Excerpts of location labeling data
============================================================

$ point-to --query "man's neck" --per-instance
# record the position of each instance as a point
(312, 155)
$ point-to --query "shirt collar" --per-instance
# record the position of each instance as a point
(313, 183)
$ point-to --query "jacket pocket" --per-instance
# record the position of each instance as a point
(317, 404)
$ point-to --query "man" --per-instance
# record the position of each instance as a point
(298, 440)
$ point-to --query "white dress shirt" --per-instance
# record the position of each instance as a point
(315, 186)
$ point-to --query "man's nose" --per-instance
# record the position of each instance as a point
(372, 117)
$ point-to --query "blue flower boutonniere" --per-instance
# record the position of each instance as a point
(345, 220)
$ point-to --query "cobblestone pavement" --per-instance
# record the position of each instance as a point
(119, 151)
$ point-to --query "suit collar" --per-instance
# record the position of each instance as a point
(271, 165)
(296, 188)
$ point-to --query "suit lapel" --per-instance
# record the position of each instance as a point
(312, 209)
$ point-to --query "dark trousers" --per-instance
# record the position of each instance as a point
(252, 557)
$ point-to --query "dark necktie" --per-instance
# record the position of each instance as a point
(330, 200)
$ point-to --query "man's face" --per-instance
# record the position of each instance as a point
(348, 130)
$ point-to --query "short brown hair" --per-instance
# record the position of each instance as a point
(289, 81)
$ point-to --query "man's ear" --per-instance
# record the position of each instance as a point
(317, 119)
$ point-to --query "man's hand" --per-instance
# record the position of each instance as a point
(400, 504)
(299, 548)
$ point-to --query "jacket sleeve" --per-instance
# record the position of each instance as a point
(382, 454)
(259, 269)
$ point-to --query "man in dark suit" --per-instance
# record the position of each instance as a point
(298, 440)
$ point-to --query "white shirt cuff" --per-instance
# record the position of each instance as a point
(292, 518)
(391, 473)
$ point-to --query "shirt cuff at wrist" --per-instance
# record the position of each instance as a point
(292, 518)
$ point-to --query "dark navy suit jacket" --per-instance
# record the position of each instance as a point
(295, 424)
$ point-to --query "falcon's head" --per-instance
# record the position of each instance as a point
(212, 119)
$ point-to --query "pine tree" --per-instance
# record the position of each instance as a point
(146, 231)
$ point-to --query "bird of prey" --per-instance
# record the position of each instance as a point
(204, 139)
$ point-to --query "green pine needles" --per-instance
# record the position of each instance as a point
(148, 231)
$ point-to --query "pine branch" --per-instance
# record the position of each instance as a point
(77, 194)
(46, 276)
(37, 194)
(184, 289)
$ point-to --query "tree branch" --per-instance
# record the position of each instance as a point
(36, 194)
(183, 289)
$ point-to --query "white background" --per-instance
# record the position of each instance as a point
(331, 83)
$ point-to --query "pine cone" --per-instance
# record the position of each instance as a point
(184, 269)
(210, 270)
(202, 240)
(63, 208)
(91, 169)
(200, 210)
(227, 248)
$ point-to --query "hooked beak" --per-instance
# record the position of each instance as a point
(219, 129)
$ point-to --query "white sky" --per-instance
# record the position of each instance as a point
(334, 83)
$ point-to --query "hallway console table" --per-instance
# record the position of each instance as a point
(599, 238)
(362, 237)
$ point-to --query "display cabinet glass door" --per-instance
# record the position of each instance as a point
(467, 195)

============================================================

WHAT THE TASK REQUIRES ▸ Reproduce the full listing exactly.

RESPONSE FOR THIS EXERCISE ▸
$ point-to --query "man's neck" --per-instance
# record the position of each instance as a point
(312, 155)
$ point-to --query "shirt collar" --per-instance
# record the position of each instance as a point
(313, 183)
$ point-to --query "jacket pocket" --per-instance
# record the position of each instance as a point
(317, 404)
$ point-to --query "man" --per-instance
# record the position of each instance as a point
(298, 440)
$ point-to --query "white dress shirt" --per-instance
# record the position of each instance as a point
(315, 186)
$ point-to --query "man's nose" --per-instance
# record the position of each instance as a point
(372, 117)
$ point-to --query "blue flower boutonniere" --per-instance
# record the position of each instance as a point
(345, 220)
$ point-to --query "cobblestone pavement" --per-instance
# record the position of each instance as a point
(119, 151)
$ point-to --query "suit collar" --per-instance
# record the position of each instance as a point
(271, 165)
(296, 188)
$ point-to --query "suit lapel" --per-instance
# record the position of each instance as a point
(312, 209)
$ point-to --query "dark trousers" --per-instance
# record the position of each instance as a point
(252, 557)
$ point-to --query "dark necktie" --per-instance
# record the position of each instance as a point
(330, 200)
$ point-to --query "man's face" --per-instance
# record the position of each instance as a point
(348, 130)
$ point-to --query "short brown hair" --per-instance
# record the position of each instance as a point
(289, 81)
$ point-to --query "man's ear" --per-instance
# record the position of each instance as a point
(317, 119)
$ point-to --query "man's hand" --per-instance
# record the position of each instance as a point
(400, 504)
(299, 548)
$ point-to --query "jacket sleeve" --per-instance
# record the position of each instance as a point
(382, 454)
(259, 269)
$ point-to --query "man in dark suit" --per-instance
# record the position of each instance as a point
(298, 440)
$ point-to --query "white shirt cuff" --per-instance
# record the position of each instance as a point
(292, 518)
(391, 473)
$ point-to --query "shirt cuff at wrist" --per-instance
# record the position of each instance as a point
(292, 518)
$ point-to --query "dark navy suit jacket" --per-instance
# record the position of each instance as a point
(295, 424)
$ point-to --query "falcon's head" --per-instance
# record the position of each instance as a point
(212, 119)
$ point-to --query "pine tree" --per-instance
# record the position of each instance as a point
(146, 231)
$ point-to --query "bird of prey" --per-instance
# record the position of each instance as a point
(204, 139)
$ point-to --query "green pine needles" --per-instance
# record the position of each instance as a point
(148, 231)
$ point-to --query "pine branch" --per-instance
# record the position of each instance as a point
(77, 194)
(46, 276)
(37, 194)
(184, 289)
$ point-to --query "tree branch" --per-instance
# record the position of each instance as a point
(36, 194)
(183, 289)
$ point-to --query "white background" --per-instance
# record the position of each instance as a point
(331, 83)
$ point-to --query "pine cone" --per-instance
# record the position of each instance as a point
(184, 269)
(210, 270)
(202, 240)
(63, 208)
(91, 169)
(200, 210)
(227, 248)
$ point-to --query "hooked beak" --per-instance
# record the position of each instance as a point
(219, 129)
$ point-to --query "white sky" --per-instance
# record the position of each instance as a point
(334, 83)
$ point-to --query "hallway console table" --per-instance
# record the position of each instance as a point
(599, 238)
(362, 237)
$ point-to --query "display cabinet glass door" --per-instance
# record the position of each instance as a point
(467, 195)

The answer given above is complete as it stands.